KERJAKAN BERIKUT INI »
(a) Jawablah pertanyaan berikut berdasarkan kutipan tentang anak yang digigit anjing.
(i) Emosi apa yang dirasakan anak itu saat digigit anjing?
(ii) Setelah beranjak dewasa, apa yang disadarinya tentang anjing kecil?
(iii) Makna apa yang belum berubah di pikiran bawah sadarnya?
(b) Tuliskan kembali bagian kutipan tentang anak yang digigit anjing, dimulai dari "Mari kembali mengulas" dan diakhiri dengan "harus dihindari (perilaku).".
(c) Lanjutkan kutipan tentang anak yang digigit anjing dari kalimat terakhirnya.

KUTIPAN »
Mari kembali mengulas contoh yang sudah sempat dibahas sebelumnya, tentang anak kecil yang digigit anjing. Sebut aja ia digigit seekor anjing yang sebenarnya berukuran kecil, ia merasa kaget dan takut (emosi) lalu saat itu ia memaknai (keyakinan) bahwa anjing kecil itu adalah makhluk yang berbahaya dan harus dihindari (perilaku).
Ketika ia beranjak dewasa, fungsi berpikir logis pikiran sadar dan area kritis semakin terbentuk, ia pun jadi menyadari bahwa dengan ukuran tubuhnya yang besar maka anjing kecil seharusnya tidak menjadi masalah, namun entah kenapa setiap kali berhadapan dengan anjing kecil ia tetap merasakan rasa takut yang sulit dipahaminya dan berusaha menghindar.
Mengacu pada bahasan sebelumnya, disini bisa kita pahami bahwa kesadaran logis barunya di pikiran sadar memang sudah menyadari makna baru dari anjing kecil bagi dirinya, namun makna yang tersimpan di pikiran bawah sadar bahwa anjing kecil adalah ‘makhluk berbahaya yang menakutkan dan harus dihindari’ belumlah berubah.

DATA YANG DIBERIKAN »

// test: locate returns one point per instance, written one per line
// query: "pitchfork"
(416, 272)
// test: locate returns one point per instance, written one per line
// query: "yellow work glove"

JAWABAN LATIHAN »
(a)
(i) Ia merasa kaget dan takut.
(ii) Ia menyadari bahwa dengan ukuran tubuhnya yang besar, anjing kecil seharusnya tidak menjadi masalah.
(iii) Makna bahwa anjing kecil adalah makhluk berbahaya yang menakutkan dan harus dihindari.

(b)
Mari kembali mengulas contoh yang sudah sempat dibahas sebelumnya, tentang anak kecil yang digigit anjing. Sebut aja ia digigit seekor anjing yang sebenarnya berukuran kecil, ia merasa kaget dan takut (emosi) lalu saat itu ia memaknai (keyakinan) bahwa anjing kecil itu adalah makhluk yang berbahaya dan harus dihindari (perilaku).

(c)
Dengan kata lain, salah satu penyebab masalah emosional atau perilaku tercipta yaitu ketika ada informasi spesifik tertentu yang masuk ke dalam pikiran bawah sadar di masa ketika area kritis terbuka – yang dimaknai secara negatif – yang menimbulkan jejak emosi dan keyakinan negatif tertentu. Ketika area kritis menutup dan fungsi perlindungan mental aktif, klarifikasi baru yang masuk tidak diterima oleh pikiran bawah sadar sehingga seseorang hidup dengan asosiasi yang ‘menyakitkan’ akan kejadian atau objek tertentu yang terlanjur dimaknai secara negatif dan meninggalkan jejak emosi negatif dalam dirinya, yang akan keluar sewaktu-waktu di kejadian masa depan yang dianggapnya sejenis.
Permasalahan emosi bukan hanya seputar rasa takut, seorang teman saya jaman sekolah dulu sering kali marah jika mendengar bentakan, meski itu tidak ditujukan padanya. Rupanya ketika kecil dulu ia sering mendengar ayahnya membentak ibunya secara kasar dan hal itu membuatnya membenci ayahnya. Suara bentakan yang didengarnya di masa depan membuatnya terasosiasi dengan sosok ayahnya yang dibencinya sehingga respon otomatisnya adalah marah ketika mendengar bentakan, karena hal itu menghubungkannya dengan jejak emosi tidak menyenangkan yang terbentuk dari pengalaman masa lalunya, meski kesadaran logisnya tahu bahwa bentakan itu tidak ditujukan padanya.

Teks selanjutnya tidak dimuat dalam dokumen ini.